(Referring expression pointing data)
════════════════
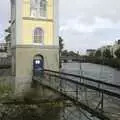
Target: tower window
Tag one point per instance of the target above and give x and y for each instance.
(38, 8)
(38, 35)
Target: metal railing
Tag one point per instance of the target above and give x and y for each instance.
(100, 98)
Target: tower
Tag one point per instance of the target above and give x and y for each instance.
(34, 33)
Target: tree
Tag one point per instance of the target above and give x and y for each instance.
(117, 53)
(98, 53)
(107, 53)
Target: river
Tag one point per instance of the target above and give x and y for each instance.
(99, 72)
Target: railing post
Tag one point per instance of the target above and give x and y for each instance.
(102, 102)
(77, 92)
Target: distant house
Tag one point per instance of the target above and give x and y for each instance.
(90, 52)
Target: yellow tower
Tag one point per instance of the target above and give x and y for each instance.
(34, 27)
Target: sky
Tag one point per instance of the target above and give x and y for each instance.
(83, 24)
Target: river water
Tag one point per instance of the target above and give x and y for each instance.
(28, 112)
(99, 72)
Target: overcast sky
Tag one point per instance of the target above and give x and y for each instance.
(84, 24)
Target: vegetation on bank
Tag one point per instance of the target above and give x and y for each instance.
(106, 58)
(112, 62)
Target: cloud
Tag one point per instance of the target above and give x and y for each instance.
(89, 23)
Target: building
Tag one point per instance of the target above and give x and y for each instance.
(34, 33)
(90, 52)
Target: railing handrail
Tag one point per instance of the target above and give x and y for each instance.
(107, 92)
(86, 78)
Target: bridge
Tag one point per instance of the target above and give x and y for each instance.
(73, 58)
(99, 98)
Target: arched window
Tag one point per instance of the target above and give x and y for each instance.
(38, 8)
(38, 35)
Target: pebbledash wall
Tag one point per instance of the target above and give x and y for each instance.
(24, 48)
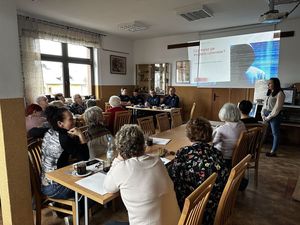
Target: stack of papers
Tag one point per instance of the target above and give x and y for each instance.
(160, 141)
(94, 183)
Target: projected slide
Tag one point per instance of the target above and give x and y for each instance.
(240, 60)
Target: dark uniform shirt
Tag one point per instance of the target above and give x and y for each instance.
(124, 98)
(171, 101)
(136, 100)
(153, 101)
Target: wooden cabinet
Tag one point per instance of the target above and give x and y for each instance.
(153, 76)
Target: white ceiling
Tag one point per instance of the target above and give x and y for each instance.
(160, 15)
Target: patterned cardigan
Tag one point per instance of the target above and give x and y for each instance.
(191, 166)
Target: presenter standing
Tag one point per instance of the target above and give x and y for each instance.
(270, 112)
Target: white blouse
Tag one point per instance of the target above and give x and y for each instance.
(146, 190)
(273, 105)
(226, 136)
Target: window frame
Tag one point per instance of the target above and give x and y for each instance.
(65, 60)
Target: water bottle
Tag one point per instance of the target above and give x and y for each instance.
(110, 150)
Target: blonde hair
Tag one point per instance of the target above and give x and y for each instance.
(93, 116)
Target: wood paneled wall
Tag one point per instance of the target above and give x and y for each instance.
(104, 92)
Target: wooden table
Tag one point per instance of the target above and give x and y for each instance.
(64, 177)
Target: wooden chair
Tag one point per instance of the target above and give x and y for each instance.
(194, 205)
(228, 198)
(163, 122)
(256, 150)
(244, 146)
(121, 118)
(192, 110)
(176, 118)
(106, 118)
(42, 201)
(147, 125)
(107, 106)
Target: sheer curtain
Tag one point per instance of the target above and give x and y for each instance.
(30, 31)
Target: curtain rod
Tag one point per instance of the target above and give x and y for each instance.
(61, 25)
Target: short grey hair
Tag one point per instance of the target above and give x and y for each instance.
(93, 116)
(130, 141)
(114, 101)
(229, 113)
(90, 103)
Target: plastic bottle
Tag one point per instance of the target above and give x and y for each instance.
(110, 150)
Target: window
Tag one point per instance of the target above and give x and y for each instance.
(67, 68)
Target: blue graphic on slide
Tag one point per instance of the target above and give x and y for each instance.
(266, 61)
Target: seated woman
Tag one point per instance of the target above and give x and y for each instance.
(60, 143)
(34, 117)
(115, 102)
(194, 164)
(146, 189)
(78, 107)
(97, 134)
(226, 136)
(245, 108)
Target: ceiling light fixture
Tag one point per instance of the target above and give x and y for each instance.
(134, 26)
(194, 12)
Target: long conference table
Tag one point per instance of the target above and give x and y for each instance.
(64, 177)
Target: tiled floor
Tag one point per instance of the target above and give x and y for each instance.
(269, 204)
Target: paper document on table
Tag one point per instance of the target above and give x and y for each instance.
(161, 141)
(165, 160)
(94, 183)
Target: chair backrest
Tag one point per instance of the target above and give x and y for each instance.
(176, 118)
(35, 166)
(163, 122)
(106, 118)
(107, 106)
(121, 118)
(147, 125)
(227, 200)
(192, 110)
(260, 138)
(194, 205)
(245, 145)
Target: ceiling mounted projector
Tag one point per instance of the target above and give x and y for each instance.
(273, 16)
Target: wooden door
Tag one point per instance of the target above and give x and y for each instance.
(219, 97)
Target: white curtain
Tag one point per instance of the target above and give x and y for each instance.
(30, 31)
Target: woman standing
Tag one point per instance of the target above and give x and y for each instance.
(195, 163)
(271, 111)
(62, 142)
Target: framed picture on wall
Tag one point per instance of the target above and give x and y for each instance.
(117, 64)
(183, 72)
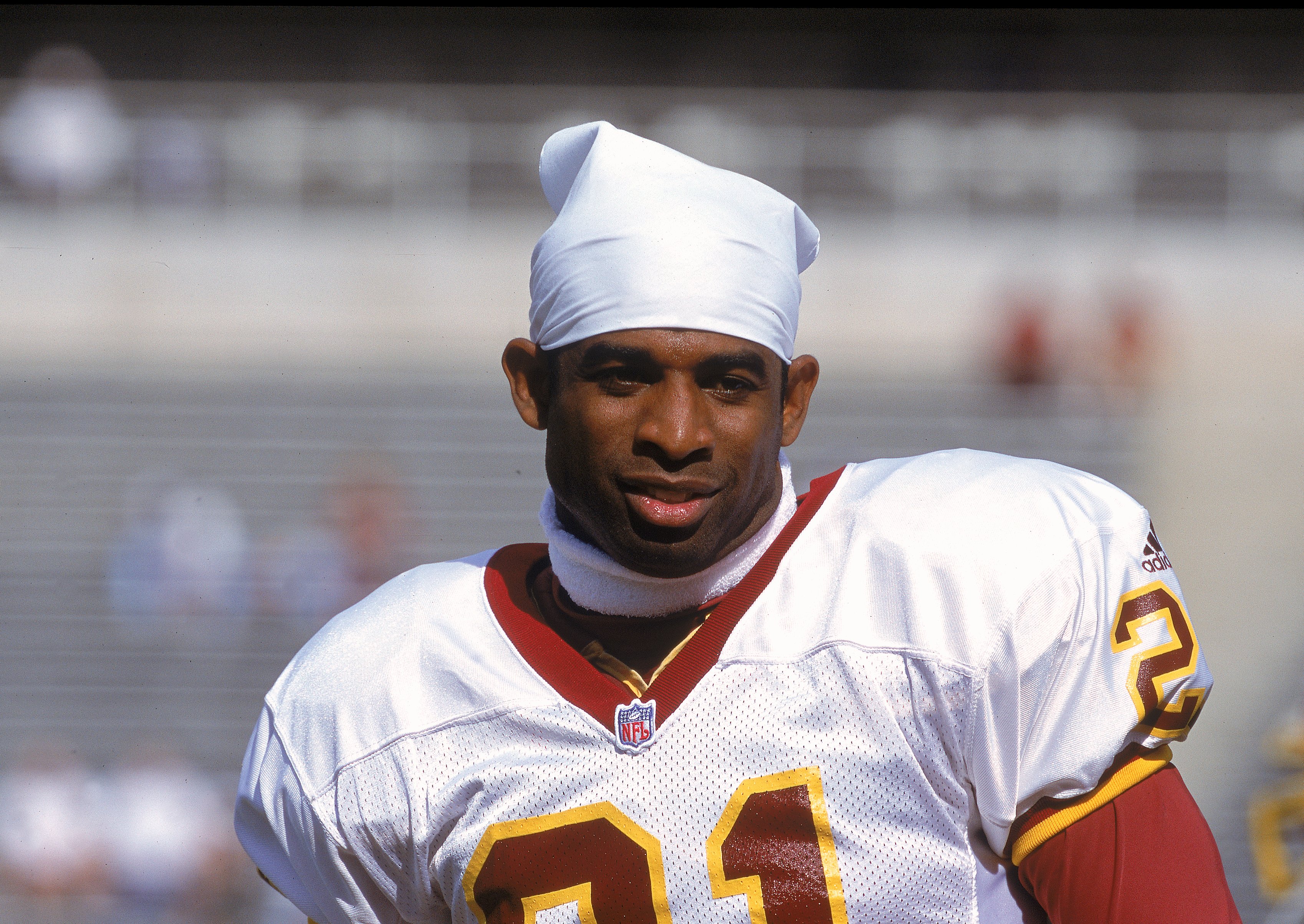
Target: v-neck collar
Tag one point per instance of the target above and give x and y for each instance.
(589, 689)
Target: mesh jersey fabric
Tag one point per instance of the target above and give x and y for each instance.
(935, 653)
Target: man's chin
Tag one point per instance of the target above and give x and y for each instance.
(660, 552)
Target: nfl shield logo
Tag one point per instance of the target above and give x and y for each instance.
(635, 725)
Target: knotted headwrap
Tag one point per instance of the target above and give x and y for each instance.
(650, 238)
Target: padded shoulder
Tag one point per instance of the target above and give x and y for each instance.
(1014, 517)
(937, 553)
(422, 652)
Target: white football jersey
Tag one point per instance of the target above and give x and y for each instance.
(930, 648)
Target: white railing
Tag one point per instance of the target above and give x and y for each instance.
(1220, 157)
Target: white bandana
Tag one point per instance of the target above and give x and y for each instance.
(650, 238)
(599, 583)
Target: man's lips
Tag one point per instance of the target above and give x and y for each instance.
(671, 507)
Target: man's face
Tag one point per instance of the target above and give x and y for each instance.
(663, 445)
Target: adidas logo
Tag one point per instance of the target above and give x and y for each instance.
(1153, 557)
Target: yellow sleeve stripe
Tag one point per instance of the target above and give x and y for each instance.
(1129, 776)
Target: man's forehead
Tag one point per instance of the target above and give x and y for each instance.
(671, 346)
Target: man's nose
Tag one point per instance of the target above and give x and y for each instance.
(676, 419)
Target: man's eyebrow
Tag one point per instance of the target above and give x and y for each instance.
(613, 352)
(753, 363)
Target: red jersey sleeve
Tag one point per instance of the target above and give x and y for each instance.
(1147, 855)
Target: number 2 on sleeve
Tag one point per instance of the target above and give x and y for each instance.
(1152, 668)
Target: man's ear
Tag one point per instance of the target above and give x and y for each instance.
(803, 376)
(527, 375)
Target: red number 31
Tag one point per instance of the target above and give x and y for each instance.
(773, 845)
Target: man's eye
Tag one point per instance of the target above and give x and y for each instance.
(620, 377)
(733, 383)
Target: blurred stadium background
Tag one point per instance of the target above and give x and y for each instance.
(257, 265)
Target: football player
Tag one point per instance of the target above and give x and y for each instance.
(930, 690)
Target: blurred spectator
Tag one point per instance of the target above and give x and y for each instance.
(1131, 354)
(50, 849)
(1024, 352)
(178, 159)
(182, 558)
(169, 840)
(62, 136)
(363, 540)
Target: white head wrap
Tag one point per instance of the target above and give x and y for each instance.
(650, 238)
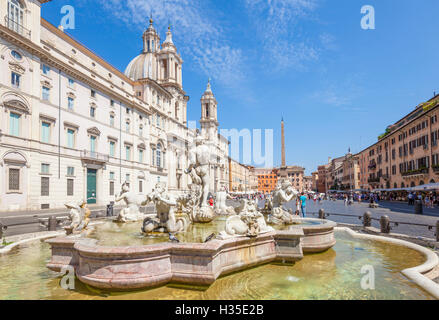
════════════════
> [What the task asks] In your copy of the entries above, keep the text exact and leave out the pictures.

> [Response to the task]
Target: tower window
Tag one point per instance of the target above and give x and y for each instance.
(38, 8)
(38, 35)
Target: metal railing
Tag one point per instance of the target above and give x and y for each instance.
(100, 98)
Target: tower
Tag one point per instance of the target above and give x and y for each instance.
(34, 33)
Target: tree
Tag one point per instance of the target above and give x and y for each instance.
(117, 53)
(98, 53)
(107, 53)
Target: river
Tag one point per instance of the target above and give x and y for each instance.
(99, 72)
Target: railing post
Tag one point per instance of the target above and give x and y for each instance.
(102, 102)
(77, 92)
Target: distant house
Tag one point per instance of the target above and give x and y for each instance.
(90, 52)
Target: yellow tower
Tag one point per instance of the target above and give x and y for each instance.
(34, 27)
Target: sky
Tag one point per instance of the target above and give x and y for each instance.
(83, 24)
Target: river water
Tag one point per instance of the target above and give x and y for each instance.
(28, 112)
(99, 72)
Target: overcast sky
Tag one point per instance of the target above and give x and y for each instance.
(84, 24)
Target: vegetation on bank
Tag one point per instance of the target above and give x and y for each instance.
(106, 58)
(112, 62)
Target: cloud
Tag one point per instance of the target above and give x and y for each instance.
(89, 23)
Target: building
Tag one point per instance of the target above and give x and y for each instance.
(34, 33)
(90, 52)
Target: railing handrail
Tag one point per instance of the target above and give x and y for each instance.
(107, 92)
(86, 78)
Target: bridge
Tag one point per instance of the target above and give x and y for each instance.
(73, 58)
(99, 98)
Target: arched window
Tag one point per instance of the target above and give x and y for each instance.
(38, 8)
(38, 35)
Target: pebbledash wall
Tag one point per instance of the target above and give x and y for each instance.
(24, 48)
Target: stack of papers
Tag one point per instance of the target above and give x and y for each instance.
(160, 141)
(94, 183)
Target: projected slide
Tag one point per instance of the target above and give x and y for each instance.
(240, 60)
Target: dark uniform shirt
Tag one point per instance of the target above and give x and y for each instance.
(124, 98)
(171, 101)
(136, 100)
(153, 101)
Target: wooden cabinet
Tag one point per instance of the target above and give x and y for each instance.
(153, 76)
Target: white ceiling
Tag one point per instance of the target above and give x and y for each instance.
(160, 15)
Target: patterned cardigan
Tag one point per instance of the target above and give x and y for each instance.
(191, 166)
Target: presenter standing
Tag one point per instance of the target above and give x and y for each instance.
(270, 112)
Target: white blouse
Tag one point per instance of the target above and give x and y for each instance.
(146, 190)
(273, 105)
(226, 136)
Target: window frame
Tag one point per instance of the target above and give x and y for each instance.
(65, 60)
Target: water bottle
Tag one point per instance of the target above and give x and y for each instance.
(110, 150)
Target: blonde hair
Tag one point per instance of the target above and give x and y for each instance.
(93, 116)
Target: wood paneled wall
Tag one point per instance of the target above and give x and y for each instance.
(104, 92)
Target: wooden table
Tag one point per instance of the target above and give x and y for each instance.
(64, 177)
Target: wooden chair
Tag one point per instance of the target above and give x and y for each instance.
(194, 205)
(228, 198)
(163, 122)
(256, 150)
(244, 146)
(121, 118)
(192, 110)
(176, 118)
(106, 118)
(42, 201)
(147, 125)
(107, 106)
Target: sheer curtain
Tag one point per instance of the target above and give x and y for each instance.
(30, 31)
Target: curtain rod
Tag one point per instance of the target above and give x and y for each instance.
(61, 25)
Target: short grey hair
Tag one point per instance of the target above and give x and y for each instance.
(93, 116)
(130, 141)
(114, 101)
(229, 113)
(90, 103)
Target: plastic bottle
Tag one point per instance of the target above and give x and y for each instance.
(110, 150)
Target: window
Tag one point per instance of the target above and give x and y for each instance.
(67, 68)
Target: blue graphic on slide
Tag one point per instance of the target above and give x and y for each instance.
(266, 61)
Target: seated woman
Tag one point per instance of the target above and give x and y for each instance.
(60, 143)
(34, 117)
(115, 102)
(194, 164)
(146, 189)
(78, 107)
(97, 134)
(226, 136)
(245, 108)
Target: ceiling light fixture
Tag one point per instance of the target above and give x and y for each instance.
(134, 26)
(194, 12)
Target: long conference table
Tag one point per instance of the target above and give x and y for each instance.
(64, 177)
Target: tiled floor
Tag one point per instance of the target above and give x and y for each instance.
(269, 204)
Target: paper document on table
Tag one point per instance of the target above and give x and y for each instance.
(161, 141)
(165, 160)
(94, 183)
Target: chair backrest
Tag one point per instance of the target above and give x and y for each instance.
(176, 118)
(35, 166)
(163, 122)
(106, 118)
(107, 106)
(121, 118)
(147, 125)
(227, 200)
(192, 110)
(260, 138)
(194, 205)
(245, 145)
Target: ceiling mounted projector
Tag one point per instance of the target above and give x and y for each instance.
(273, 16)
Target: wooden door
Tag one point per instance of the target above and give x and y for each instance.
(219, 97)
Target: white curtain
Tag one point per instance of the target above and give x and y for each instance.
(30, 31)
Target: woman standing
Tag one point per instance of the target above and give x and y for each instance.
(195, 163)
(271, 111)
(62, 142)
Target: framed picture on wall
Tag one point per instance of the target above and give x and y for each instance.
(117, 64)
(183, 72)
Target: v-neck collar
Tag one point per instance of the target above and give x and y for each instance.
(589, 689)
Target: mesh jersey fabric
Tag one point per instance of the target above and give x and y for each instance.
(935, 653)
Target: man's chin
Tag one point per instance of the target above and give x and y for each instance.
(660, 552)
Target: nfl shield logo
Tag one point per instance of the target above and give x and y for each instance.
(635, 725)
Target: knotted headwrap
Tag one point per instance of the target above and give x and y for each instance.
(650, 238)
Target: padded shoulder
Tag one point per instance of the target above and give x and y for each instance.
(1014, 517)
(937, 553)
(422, 652)
Target: white football jersey
Tag one point per instance of the target above and give x and y for each instance.
(930, 648)
Target: white railing
Tag one point per instance of the target above and give x and y for each instance.
(1220, 157)
Target: white bandana
Tag one point per instance of the target above and give x and y for each instance.
(650, 238)
(599, 583)
Target: man's lips
Tag one point per instance of the target above and give x and y for each instance.
(671, 507)
Target: man's face
Tag one point per instance of the target above and give x and y for each instance.
(663, 445)
Target: adidas logo
Tag one point per instance of the target above and give x and y for each instance.
(1153, 557)
Target: yellow sleeve stripe
Tag one point per instance of the target above and give x and y for each instance.
(1129, 776)
Target: man's forehead
Tag one point per instance of the target above and give x and y for each instance.
(671, 346)
Target: man's nose
Tag one point per instance of the target above and give x and y for each instance.
(676, 419)
Target: man's eyebrow
Tag one point per instance of the target above and give x and y for each instance.
(613, 352)
(753, 363)
Target: red jersey sleeve
Tag one point per instance of the target above and give x and y for each instance.
(1147, 855)
Target: number 2 on sleeve
Tag one point per instance of the target above and give x and y for each instance.
(1152, 668)
Target: man's ear
Tag one point per instance of the target above and give x and y for each instance.
(803, 376)
(527, 375)
Target: red number 31
Tag one point per instance of the target above and give x and y for each instance.
(773, 845)
Target: man's eye
Tag one point per instance of the target above and give x and y for each instance.
(620, 377)
(733, 383)
Target: blurred stadium background
Tag one point per instance of the target above and give x and y for each instance.
(257, 265)
Target: football player
Tag one point per instance of the target above and give x and y for each instance.
(930, 690)
Target: blurred spectator
Tag one point per instance of the target above and give x and y for each instance.
(1131, 354)
(50, 849)
(1024, 352)
(178, 159)
(182, 558)
(169, 840)
(62, 136)
(363, 540)
Target: white head wrap
Tag one point per instance of the target above and give x and y for each instance.
(650, 238)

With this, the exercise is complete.